- MATERIAL FOR THE TASK
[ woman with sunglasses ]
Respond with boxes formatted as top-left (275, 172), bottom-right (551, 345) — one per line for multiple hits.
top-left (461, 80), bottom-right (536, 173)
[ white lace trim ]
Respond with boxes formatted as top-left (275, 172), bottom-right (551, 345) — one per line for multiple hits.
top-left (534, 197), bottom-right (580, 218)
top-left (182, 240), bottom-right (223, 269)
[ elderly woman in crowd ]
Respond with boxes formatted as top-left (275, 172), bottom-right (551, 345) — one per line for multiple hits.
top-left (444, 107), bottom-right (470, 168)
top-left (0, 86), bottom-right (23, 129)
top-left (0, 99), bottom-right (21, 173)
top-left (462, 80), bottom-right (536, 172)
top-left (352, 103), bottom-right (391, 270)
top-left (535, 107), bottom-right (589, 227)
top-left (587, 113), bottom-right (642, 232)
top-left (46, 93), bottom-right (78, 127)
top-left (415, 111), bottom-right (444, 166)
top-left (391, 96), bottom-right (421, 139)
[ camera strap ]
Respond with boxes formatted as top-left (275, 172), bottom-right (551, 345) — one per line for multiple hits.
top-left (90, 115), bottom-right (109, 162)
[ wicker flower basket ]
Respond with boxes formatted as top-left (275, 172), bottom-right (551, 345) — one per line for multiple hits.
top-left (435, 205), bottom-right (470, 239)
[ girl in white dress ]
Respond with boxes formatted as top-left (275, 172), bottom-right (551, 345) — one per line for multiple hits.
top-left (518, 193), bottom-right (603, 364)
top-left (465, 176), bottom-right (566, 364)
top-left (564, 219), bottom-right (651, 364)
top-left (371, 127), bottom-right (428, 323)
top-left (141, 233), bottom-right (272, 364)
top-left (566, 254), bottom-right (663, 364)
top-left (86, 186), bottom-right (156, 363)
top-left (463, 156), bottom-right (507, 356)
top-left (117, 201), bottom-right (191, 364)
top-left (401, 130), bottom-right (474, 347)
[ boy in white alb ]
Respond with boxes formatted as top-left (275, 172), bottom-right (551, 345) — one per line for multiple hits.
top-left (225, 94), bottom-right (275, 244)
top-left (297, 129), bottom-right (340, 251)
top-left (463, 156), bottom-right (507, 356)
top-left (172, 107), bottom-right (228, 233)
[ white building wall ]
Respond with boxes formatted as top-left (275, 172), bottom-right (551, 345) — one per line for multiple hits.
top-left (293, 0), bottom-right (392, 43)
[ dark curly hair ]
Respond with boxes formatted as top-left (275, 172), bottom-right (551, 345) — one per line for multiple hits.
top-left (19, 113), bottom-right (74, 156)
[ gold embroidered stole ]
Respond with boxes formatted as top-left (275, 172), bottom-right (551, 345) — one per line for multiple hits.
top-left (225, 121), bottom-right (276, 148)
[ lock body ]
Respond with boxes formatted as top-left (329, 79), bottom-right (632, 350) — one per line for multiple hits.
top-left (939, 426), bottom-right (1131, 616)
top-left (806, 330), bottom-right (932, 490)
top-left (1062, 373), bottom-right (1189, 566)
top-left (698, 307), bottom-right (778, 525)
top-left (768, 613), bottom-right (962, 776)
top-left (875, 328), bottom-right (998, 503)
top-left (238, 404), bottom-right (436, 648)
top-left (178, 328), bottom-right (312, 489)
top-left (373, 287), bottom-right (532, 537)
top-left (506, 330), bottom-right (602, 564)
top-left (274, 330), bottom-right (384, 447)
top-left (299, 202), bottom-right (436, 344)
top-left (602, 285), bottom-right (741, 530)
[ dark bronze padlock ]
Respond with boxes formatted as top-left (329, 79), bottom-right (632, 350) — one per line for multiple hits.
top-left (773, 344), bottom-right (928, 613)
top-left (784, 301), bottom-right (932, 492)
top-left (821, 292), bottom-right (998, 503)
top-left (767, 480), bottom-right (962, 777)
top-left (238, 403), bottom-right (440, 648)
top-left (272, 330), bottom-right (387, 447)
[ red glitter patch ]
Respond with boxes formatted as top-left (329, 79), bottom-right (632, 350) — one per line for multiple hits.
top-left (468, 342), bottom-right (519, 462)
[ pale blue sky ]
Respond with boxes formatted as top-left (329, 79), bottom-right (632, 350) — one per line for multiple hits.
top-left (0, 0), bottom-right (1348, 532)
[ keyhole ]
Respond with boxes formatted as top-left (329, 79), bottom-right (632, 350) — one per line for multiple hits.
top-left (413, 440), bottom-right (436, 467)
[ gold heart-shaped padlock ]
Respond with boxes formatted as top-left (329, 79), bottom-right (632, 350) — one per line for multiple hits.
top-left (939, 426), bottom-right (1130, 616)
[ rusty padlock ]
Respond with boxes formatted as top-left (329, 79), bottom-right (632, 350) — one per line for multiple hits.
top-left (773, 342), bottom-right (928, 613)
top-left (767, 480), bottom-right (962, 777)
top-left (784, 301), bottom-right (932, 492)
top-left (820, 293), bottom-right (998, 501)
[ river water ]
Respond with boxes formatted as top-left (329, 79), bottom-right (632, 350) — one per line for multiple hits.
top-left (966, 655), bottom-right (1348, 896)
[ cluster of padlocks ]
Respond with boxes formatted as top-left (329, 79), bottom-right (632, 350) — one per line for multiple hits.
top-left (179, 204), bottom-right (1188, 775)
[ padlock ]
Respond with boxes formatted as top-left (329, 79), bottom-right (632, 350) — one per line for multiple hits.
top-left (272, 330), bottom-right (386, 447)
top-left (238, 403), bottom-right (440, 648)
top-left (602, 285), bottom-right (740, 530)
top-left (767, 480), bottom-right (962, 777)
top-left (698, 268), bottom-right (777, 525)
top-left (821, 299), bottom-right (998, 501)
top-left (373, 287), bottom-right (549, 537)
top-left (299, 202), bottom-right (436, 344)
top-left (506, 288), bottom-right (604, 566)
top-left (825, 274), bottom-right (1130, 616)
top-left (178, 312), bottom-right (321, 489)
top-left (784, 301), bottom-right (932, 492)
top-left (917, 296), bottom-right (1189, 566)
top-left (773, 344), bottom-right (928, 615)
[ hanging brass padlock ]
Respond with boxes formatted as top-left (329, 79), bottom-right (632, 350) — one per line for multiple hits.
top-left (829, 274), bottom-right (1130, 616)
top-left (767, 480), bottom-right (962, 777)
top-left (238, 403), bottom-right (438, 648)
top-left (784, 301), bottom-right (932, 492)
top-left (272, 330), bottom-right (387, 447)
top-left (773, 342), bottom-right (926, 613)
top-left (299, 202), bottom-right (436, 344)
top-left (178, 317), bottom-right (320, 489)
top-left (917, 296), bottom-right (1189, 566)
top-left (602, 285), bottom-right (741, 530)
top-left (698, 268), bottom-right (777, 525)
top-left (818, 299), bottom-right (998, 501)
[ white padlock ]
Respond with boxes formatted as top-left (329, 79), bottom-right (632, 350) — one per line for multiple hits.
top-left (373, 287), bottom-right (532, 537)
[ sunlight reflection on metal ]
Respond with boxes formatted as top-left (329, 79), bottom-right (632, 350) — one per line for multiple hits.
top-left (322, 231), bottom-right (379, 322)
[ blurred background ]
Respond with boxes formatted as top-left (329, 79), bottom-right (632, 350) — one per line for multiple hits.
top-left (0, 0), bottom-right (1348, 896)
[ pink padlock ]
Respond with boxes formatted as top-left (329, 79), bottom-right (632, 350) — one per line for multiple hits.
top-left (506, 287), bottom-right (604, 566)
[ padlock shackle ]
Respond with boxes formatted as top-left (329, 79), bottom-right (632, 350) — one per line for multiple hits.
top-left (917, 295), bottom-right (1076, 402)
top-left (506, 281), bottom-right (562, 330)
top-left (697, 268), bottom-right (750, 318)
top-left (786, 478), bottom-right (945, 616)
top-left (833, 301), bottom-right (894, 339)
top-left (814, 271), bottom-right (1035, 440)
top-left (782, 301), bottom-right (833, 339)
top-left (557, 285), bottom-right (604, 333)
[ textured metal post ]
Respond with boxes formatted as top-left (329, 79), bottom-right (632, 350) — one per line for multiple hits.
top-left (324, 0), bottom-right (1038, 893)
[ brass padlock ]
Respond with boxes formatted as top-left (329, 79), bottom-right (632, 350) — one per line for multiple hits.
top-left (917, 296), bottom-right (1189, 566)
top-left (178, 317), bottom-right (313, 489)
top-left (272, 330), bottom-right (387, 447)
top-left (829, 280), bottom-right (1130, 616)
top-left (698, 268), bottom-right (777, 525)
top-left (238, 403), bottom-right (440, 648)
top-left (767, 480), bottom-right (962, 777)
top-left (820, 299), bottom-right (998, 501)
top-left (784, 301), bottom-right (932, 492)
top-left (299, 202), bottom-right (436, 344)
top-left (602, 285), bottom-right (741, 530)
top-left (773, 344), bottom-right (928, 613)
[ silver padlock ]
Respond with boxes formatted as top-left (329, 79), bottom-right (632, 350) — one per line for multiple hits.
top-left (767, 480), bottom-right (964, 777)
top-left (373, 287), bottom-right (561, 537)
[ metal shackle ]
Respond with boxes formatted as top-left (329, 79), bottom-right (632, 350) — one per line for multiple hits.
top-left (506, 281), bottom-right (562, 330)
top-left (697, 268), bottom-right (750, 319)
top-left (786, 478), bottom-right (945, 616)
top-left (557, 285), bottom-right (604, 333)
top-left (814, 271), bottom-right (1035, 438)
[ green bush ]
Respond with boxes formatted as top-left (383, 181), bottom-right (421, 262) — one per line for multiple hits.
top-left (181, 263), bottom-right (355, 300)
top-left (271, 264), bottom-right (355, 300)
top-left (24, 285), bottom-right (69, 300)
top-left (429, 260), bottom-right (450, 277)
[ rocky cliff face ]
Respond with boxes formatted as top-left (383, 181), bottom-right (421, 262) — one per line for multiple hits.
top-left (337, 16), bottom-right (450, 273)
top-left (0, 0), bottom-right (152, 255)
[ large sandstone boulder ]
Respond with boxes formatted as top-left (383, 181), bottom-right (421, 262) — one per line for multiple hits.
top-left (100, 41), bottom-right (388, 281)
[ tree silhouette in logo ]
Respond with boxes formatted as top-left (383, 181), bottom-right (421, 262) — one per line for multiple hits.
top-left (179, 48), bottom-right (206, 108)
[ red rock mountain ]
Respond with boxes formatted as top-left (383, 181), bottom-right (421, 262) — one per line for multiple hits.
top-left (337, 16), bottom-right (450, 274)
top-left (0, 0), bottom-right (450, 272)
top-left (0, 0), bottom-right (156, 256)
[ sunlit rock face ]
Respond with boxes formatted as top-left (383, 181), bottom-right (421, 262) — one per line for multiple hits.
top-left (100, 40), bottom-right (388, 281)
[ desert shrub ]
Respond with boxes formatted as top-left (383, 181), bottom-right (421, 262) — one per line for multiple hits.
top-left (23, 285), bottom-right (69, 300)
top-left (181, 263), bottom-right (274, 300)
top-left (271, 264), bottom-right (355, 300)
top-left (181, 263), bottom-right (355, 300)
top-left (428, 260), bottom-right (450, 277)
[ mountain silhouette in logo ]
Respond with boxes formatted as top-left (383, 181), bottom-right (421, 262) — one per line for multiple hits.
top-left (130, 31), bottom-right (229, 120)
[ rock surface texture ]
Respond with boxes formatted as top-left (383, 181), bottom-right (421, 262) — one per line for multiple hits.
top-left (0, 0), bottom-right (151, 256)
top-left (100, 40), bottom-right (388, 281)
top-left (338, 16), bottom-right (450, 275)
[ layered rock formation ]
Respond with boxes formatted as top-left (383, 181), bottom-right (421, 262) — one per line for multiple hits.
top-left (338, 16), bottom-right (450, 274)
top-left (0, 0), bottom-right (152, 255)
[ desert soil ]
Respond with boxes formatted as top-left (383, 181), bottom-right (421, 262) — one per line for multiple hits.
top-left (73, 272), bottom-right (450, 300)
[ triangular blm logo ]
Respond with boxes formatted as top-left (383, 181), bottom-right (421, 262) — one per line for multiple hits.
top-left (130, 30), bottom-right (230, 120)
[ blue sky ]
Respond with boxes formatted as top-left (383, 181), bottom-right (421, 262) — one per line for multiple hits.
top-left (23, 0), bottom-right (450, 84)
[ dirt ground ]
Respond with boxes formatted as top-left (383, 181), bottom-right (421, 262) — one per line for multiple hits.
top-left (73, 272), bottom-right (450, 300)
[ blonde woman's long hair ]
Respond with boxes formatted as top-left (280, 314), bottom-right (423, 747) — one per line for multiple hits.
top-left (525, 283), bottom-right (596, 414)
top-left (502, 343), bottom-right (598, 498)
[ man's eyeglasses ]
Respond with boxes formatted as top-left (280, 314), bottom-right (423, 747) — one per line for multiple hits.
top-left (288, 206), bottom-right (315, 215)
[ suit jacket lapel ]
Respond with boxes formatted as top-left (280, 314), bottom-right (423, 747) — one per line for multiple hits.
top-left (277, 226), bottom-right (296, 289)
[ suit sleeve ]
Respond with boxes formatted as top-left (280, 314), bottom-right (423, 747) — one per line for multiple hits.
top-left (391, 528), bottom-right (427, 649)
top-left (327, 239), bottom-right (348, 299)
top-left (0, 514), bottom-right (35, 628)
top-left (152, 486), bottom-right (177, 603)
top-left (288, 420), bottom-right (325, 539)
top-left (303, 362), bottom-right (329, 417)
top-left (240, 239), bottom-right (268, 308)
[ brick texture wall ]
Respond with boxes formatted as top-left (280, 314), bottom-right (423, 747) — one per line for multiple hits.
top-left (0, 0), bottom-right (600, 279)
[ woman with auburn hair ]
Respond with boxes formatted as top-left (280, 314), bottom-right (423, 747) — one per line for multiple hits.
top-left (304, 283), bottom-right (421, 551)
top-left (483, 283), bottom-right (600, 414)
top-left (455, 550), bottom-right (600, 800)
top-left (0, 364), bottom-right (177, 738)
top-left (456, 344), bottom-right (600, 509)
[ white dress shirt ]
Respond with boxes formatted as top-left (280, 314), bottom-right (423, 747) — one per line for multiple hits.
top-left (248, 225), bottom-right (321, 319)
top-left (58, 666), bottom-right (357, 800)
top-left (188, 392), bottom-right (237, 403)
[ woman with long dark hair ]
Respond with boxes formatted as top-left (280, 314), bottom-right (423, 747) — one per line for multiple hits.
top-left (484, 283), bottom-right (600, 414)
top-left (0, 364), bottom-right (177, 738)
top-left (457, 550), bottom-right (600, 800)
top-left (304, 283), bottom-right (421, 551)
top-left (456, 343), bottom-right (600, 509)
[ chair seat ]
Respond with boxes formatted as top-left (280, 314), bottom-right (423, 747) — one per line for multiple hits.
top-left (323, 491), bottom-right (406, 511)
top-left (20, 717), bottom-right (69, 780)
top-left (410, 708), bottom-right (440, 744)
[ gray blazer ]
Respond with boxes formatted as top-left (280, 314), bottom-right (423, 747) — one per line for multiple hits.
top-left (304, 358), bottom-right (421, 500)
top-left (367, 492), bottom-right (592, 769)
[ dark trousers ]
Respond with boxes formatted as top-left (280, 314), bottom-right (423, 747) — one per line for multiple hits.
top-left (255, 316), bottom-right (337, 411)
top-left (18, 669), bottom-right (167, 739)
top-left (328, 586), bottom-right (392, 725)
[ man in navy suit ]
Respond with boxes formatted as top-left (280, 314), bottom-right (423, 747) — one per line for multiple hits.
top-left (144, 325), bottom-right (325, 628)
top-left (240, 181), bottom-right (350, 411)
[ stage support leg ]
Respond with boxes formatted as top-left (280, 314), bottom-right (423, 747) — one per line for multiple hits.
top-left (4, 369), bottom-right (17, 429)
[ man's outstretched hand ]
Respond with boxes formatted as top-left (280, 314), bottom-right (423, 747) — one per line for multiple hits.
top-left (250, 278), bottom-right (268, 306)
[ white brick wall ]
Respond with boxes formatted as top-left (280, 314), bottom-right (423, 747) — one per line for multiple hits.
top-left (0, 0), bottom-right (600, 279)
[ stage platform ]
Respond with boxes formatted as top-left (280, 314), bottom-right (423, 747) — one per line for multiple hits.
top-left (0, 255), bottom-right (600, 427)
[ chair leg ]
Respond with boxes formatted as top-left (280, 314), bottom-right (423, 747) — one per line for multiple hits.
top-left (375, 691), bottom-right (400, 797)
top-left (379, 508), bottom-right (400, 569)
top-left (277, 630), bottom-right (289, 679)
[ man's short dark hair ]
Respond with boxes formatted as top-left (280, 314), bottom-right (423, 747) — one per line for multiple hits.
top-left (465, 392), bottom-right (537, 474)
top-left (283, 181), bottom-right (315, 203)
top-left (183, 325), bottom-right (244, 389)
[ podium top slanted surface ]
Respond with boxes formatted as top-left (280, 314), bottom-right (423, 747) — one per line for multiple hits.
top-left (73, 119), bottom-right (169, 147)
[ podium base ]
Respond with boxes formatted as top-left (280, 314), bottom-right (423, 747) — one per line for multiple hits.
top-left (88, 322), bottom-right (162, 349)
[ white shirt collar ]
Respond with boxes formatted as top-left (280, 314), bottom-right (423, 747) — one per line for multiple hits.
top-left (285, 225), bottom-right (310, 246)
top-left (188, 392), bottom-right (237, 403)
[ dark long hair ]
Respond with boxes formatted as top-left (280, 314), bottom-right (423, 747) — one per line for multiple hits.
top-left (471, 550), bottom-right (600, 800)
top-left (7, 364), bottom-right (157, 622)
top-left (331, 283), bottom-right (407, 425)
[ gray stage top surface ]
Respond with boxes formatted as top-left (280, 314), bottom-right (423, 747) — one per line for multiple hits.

- SHORT PROBLEM
Can you echo the listing word for word, from the line containing "[ sunlight reflection on metal ]" down through the line containing "top-left (322, 231), bottom-right (379, 322)"?

- WRITTEN RESPONSE
[ sunlight reflection on metal ]
Respond with boxes formatted as top-left (329, 79), bottom-right (632, 350) — one per line for multiple hits.
top-left (322, 231), bottom-right (379, 322)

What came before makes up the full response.